Pull out each line below that contains the string "tree" and copy it unchanged.

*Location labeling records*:
# # # # # # #

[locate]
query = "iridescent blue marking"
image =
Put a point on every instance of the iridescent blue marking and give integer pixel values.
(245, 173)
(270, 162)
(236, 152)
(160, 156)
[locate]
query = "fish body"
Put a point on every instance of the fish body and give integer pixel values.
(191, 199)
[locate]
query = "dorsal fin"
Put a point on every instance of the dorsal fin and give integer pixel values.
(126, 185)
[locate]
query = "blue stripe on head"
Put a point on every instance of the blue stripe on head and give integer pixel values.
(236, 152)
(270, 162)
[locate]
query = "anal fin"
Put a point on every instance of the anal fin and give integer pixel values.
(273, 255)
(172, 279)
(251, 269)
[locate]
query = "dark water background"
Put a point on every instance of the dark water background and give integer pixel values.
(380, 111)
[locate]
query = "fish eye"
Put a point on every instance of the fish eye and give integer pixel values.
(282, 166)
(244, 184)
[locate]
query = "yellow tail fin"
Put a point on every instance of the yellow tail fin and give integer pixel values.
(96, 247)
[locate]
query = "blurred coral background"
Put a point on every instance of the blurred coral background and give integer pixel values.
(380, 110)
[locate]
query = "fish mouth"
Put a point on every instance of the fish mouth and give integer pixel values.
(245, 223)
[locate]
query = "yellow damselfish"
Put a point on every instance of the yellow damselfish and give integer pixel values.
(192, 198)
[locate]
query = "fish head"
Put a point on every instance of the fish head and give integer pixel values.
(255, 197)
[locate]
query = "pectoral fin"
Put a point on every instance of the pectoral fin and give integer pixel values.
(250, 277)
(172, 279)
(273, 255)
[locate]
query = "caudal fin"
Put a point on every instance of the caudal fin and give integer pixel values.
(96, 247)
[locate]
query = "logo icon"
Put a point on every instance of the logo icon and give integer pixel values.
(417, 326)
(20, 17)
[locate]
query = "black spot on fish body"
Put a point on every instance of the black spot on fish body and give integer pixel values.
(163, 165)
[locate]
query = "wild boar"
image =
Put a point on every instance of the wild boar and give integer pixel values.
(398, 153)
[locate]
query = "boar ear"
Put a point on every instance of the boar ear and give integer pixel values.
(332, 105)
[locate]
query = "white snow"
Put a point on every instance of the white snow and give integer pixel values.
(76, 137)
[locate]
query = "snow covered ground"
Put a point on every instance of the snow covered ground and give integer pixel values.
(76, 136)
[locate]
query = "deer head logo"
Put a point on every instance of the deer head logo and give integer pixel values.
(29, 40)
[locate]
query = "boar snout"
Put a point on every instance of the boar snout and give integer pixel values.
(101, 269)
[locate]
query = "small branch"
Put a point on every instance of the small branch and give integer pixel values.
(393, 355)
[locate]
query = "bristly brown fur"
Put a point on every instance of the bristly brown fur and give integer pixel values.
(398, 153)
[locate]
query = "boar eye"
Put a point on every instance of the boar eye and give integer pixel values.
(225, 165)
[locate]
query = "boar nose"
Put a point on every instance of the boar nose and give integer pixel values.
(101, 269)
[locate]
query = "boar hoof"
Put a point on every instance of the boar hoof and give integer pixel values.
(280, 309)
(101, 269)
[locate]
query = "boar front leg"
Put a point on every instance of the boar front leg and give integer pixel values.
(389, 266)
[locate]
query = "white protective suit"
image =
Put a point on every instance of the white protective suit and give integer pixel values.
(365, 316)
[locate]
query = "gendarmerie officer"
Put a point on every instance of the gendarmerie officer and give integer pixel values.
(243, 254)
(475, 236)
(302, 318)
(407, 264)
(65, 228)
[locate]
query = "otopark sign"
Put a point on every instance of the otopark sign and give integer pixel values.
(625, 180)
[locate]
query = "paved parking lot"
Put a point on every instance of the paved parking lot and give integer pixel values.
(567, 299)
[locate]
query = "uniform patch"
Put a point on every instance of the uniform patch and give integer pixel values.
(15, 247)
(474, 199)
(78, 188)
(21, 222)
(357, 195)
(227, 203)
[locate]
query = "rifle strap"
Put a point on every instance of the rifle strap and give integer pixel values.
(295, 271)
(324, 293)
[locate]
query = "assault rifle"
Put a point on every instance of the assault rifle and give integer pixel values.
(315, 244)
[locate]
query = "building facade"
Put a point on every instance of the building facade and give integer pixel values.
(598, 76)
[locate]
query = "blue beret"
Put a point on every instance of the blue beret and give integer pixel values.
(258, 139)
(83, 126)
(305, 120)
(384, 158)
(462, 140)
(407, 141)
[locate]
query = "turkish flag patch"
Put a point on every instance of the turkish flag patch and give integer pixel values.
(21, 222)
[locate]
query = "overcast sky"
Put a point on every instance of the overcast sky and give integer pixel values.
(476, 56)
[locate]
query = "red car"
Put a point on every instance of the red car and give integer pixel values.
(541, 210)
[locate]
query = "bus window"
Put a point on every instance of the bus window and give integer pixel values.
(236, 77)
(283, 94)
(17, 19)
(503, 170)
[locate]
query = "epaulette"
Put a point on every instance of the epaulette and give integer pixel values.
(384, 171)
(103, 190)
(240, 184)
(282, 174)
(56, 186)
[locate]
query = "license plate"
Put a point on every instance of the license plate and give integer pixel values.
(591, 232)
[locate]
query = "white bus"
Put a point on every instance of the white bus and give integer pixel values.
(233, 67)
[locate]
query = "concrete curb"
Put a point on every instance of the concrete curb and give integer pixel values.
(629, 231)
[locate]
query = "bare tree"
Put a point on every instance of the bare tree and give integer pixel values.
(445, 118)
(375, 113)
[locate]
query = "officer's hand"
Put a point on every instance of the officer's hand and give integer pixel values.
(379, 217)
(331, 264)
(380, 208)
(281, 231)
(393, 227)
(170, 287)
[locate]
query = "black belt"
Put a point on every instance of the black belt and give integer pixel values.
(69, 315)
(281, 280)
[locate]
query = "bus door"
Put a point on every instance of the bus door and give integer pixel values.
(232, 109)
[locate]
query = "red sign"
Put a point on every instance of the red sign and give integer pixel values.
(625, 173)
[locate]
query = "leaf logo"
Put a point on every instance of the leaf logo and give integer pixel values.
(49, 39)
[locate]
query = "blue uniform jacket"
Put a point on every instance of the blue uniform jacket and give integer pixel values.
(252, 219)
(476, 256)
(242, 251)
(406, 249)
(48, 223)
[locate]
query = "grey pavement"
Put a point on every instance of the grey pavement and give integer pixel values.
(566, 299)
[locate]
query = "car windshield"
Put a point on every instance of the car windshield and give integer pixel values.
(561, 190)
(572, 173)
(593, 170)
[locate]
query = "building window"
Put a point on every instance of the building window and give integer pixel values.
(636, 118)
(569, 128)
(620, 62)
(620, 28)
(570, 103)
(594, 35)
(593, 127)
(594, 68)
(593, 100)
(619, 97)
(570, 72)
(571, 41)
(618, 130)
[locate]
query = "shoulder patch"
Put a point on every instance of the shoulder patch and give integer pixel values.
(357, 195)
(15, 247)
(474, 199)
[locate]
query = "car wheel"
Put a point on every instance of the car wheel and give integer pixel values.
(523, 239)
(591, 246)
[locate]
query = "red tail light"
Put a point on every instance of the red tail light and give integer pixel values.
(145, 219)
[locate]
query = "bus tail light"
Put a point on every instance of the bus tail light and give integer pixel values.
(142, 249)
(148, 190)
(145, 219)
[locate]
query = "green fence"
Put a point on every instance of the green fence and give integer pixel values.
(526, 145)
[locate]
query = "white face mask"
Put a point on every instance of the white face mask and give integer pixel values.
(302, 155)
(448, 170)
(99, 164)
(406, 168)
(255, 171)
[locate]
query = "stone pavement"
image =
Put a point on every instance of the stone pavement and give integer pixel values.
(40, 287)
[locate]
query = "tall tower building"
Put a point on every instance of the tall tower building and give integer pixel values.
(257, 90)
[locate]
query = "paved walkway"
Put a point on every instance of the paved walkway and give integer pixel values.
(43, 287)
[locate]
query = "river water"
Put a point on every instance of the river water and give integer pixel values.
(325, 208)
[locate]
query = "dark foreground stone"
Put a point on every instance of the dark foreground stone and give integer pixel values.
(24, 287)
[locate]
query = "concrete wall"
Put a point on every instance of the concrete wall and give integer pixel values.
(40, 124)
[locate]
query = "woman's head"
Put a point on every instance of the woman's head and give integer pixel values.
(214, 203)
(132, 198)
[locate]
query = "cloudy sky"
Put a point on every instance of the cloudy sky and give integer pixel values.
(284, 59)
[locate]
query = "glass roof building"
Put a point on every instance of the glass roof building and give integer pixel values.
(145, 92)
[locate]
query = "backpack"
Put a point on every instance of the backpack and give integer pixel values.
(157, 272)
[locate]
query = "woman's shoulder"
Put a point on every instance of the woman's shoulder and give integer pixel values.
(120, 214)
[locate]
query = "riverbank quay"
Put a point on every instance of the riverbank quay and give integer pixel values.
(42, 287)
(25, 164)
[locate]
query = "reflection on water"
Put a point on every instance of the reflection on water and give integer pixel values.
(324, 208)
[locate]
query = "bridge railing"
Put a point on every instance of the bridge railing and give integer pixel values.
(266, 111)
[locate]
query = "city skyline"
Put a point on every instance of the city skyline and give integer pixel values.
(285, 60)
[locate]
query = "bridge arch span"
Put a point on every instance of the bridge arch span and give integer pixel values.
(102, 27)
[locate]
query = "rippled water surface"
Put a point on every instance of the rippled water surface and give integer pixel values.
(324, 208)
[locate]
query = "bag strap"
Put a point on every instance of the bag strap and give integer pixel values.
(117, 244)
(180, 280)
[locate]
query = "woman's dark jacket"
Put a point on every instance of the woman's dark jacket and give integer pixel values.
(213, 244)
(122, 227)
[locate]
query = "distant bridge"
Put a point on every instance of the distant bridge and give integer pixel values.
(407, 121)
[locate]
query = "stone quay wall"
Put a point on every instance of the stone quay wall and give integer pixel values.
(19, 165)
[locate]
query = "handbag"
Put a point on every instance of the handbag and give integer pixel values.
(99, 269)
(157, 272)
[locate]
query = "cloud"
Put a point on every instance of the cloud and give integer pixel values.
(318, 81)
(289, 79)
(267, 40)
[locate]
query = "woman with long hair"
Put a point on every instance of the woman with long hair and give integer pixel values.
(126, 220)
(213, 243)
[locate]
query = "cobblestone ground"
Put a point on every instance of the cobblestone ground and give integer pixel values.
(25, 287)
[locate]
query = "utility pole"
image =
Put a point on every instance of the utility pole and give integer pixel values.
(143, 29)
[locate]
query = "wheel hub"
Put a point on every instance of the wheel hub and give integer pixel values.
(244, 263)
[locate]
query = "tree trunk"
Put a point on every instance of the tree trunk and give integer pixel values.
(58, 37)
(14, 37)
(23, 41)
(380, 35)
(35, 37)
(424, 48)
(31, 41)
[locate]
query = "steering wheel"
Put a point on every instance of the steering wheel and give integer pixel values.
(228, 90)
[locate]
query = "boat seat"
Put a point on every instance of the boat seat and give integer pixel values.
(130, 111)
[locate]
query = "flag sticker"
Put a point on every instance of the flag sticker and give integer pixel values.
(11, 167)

# # # # # # #

*Completed task*:
query = "bare tree"
Put a point on every instance of the bare tree and give integer pixel values.
query = "tree trunk"
Put a point on every instance of the tree trunk and give integer pixel values.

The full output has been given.